• **WORK TO BE COMPLETED**:
Copy out each of the items below word for word, changing nothing.

• **SUPPLIED ENTRIES**:
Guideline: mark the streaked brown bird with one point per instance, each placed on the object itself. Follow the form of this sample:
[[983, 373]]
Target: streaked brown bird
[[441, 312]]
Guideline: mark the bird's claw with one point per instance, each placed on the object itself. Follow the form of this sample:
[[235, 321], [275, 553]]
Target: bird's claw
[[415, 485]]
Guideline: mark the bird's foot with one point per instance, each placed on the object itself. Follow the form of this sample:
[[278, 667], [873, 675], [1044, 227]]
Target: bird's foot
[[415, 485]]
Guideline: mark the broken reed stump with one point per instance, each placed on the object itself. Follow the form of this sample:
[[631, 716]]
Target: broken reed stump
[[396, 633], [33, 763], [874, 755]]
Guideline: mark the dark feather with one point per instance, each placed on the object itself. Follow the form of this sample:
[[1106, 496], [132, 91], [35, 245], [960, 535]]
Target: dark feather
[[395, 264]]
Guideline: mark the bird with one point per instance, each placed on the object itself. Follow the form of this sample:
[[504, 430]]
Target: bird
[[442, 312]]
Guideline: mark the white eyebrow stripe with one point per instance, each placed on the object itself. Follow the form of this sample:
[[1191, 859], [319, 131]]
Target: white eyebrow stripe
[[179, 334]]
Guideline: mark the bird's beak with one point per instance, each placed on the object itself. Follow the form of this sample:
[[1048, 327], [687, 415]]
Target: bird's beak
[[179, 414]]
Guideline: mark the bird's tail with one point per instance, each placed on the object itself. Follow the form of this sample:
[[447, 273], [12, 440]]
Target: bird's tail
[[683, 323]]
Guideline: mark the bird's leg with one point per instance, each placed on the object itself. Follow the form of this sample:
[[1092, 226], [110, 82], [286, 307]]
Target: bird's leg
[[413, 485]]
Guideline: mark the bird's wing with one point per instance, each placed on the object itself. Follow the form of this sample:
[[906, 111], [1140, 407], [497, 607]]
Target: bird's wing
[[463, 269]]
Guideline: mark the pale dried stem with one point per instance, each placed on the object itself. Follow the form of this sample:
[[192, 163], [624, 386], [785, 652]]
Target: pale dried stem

• **SOLUTION FOR THIS TASK**:
Guideline: mark the streaked brown bird with one point per instance, each placed on the object itself. Follow the form of this sample:
[[983, 373]]
Target: streaked brown bird
[[441, 312]]
Guideline: mark the bird's claw with one point per instance, each placed on the object itself. Follow the form of this sample:
[[235, 321], [275, 553]]
Target: bird's claw
[[415, 485]]
Guideline: mark the bird's foot with one point per instance, each placed on the object itself. Follow the form of this sample:
[[278, 667], [873, 675], [1044, 227]]
Target: bird's foot
[[415, 485]]
Guideline: mark the broken reed stump with one point per instance, each placed on the object itself. Follow the form of this sample:
[[631, 716]]
Target: broken reed stump
[[396, 633], [33, 763], [874, 755]]
Guideline: mark the dark feather with one point per instance, each placed on the object itself. Follow the form of this sample:
[[1106, 496], [132, 91], [35, 245], [960, 535]]
Target: dark feather
[[395, 264]]
Guideline: mark the bird with one point per instance, each placed on the object itself. Follow the form of this sample:
[[504, 430]]
Target: bird
[[442, 312]]
Guideline: mark the white eyebrow stripe with one point per instance, each placed on the object itself. Follow the form of this sample:
[[1191, 859], [319, 131]]
Target: white eyebrow stripe
[[179, 334]]
Guideline: mark the bird's beak with one point per instance, each placed on the object itself. Follow the form of this sample:
[[1048, 327], [687, 415]]
Target: bird's beak
[[179, 414]]
Guideline: mark the bird's tail with one point per instance, each placed on the object itself. Follow the form of this sample:
[[447, 273], [12, 440]]
Target: bird's tail
[[683, 323]]
Guideline: mark the bird's leg with one point per instance, each placed on the object itself. Follow the form of this sample:
[[1092, 226], [110, 82], [286, 307]]
Target: bird's leg
[[413, 485]]
Guideline: mark the bird's wing with one point per instance, each placed on the object itself. Follow the form of this sample:
[[906, 111], [1140, 407], [497, 607]]
Target: bird's wing
[[463, 269]]
Guideline: mark the pale dried stem with one point per instance, each placed on the object itself. Follow the form of this sample:
[[192, 163], [624, 386], [785, 652]]
Target: pale dried stem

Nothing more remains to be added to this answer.